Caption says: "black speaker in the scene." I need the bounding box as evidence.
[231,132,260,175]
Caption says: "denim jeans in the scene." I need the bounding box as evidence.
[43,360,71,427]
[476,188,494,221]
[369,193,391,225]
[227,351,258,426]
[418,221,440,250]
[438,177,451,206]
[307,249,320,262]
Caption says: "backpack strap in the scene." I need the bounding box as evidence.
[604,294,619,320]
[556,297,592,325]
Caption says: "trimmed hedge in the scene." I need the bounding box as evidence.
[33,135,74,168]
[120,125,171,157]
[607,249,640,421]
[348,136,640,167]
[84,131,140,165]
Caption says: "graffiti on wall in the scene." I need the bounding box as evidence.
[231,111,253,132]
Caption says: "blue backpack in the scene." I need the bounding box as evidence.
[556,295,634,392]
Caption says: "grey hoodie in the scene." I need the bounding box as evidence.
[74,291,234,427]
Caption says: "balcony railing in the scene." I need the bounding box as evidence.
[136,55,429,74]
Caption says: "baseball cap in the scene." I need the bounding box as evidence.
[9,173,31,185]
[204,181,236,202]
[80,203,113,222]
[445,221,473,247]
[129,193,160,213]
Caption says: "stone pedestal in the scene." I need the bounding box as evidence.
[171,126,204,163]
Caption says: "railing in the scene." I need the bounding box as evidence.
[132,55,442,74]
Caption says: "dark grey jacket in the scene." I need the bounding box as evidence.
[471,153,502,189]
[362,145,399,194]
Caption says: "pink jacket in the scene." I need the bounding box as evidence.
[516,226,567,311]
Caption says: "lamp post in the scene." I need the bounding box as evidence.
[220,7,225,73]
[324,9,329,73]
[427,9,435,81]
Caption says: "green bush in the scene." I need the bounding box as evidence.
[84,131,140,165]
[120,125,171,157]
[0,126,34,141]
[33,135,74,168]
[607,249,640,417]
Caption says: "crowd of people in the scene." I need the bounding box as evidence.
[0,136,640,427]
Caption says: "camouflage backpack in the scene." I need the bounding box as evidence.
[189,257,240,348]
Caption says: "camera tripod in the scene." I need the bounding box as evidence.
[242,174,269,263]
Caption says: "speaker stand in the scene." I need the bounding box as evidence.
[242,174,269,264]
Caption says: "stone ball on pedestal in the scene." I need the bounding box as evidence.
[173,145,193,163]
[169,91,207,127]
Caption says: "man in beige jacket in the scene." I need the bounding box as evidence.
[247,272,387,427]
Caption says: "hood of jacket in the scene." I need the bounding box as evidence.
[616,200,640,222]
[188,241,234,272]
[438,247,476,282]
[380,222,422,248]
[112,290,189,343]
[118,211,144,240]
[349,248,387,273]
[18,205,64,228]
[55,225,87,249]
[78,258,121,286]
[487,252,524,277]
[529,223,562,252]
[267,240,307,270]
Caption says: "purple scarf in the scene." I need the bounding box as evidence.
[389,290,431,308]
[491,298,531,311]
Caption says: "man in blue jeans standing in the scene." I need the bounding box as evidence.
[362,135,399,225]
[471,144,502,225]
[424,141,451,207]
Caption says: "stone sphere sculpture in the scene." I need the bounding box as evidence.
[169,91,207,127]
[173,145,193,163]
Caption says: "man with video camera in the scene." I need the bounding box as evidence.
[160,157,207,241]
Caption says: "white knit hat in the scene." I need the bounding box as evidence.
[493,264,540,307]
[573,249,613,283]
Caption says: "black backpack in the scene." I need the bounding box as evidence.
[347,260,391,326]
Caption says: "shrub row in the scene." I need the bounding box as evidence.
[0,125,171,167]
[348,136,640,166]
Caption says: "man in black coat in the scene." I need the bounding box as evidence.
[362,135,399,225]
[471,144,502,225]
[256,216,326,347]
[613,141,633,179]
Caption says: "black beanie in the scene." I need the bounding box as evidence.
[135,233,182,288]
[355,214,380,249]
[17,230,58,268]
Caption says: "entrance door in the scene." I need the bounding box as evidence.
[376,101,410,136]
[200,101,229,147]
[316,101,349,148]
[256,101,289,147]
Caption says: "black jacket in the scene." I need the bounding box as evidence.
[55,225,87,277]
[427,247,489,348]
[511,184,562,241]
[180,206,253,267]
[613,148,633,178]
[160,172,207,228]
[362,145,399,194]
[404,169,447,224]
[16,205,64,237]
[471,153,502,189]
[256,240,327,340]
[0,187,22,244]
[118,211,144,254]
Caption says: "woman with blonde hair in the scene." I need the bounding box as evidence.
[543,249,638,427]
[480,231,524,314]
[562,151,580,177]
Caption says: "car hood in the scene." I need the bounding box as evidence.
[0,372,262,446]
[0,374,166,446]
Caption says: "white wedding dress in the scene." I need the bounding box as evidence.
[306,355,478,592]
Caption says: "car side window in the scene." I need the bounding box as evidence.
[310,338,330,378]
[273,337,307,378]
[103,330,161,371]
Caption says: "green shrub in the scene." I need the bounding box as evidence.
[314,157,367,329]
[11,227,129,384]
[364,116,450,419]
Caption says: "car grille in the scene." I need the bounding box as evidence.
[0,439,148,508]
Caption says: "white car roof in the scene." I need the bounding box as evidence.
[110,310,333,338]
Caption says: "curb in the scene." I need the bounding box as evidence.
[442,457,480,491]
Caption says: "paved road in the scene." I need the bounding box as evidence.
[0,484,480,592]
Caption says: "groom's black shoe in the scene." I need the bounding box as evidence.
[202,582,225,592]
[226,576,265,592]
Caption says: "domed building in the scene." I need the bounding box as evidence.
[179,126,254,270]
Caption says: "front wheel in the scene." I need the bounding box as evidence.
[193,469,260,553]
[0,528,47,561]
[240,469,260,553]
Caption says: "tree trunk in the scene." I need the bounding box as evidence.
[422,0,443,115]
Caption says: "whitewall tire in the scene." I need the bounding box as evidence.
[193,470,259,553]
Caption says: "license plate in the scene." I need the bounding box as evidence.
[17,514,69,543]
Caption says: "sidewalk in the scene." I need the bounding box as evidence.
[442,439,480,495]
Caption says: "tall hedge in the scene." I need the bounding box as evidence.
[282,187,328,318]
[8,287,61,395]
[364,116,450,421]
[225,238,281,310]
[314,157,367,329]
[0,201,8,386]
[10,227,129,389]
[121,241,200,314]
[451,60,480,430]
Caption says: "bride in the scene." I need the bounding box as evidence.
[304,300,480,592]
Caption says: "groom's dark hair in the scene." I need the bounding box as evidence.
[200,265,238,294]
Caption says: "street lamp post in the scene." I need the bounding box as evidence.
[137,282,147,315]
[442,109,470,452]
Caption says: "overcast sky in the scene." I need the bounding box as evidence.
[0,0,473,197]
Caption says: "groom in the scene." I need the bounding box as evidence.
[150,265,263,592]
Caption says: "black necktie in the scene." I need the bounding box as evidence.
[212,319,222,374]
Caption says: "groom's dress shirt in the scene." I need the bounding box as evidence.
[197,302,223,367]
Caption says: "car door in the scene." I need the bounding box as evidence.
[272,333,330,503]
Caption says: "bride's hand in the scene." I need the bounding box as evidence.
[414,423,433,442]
########################################
— SHORT EXERCISE —
Collect every line in the material above that contains the string "blue", matching case exactly.

— OUTPUT OF THE TASK —
Caption says: "blue backpack in the scene." I need the bounding box as evidence.
Caption says: "man in blue jeans standing in the scene." I need the bounding box as evidence.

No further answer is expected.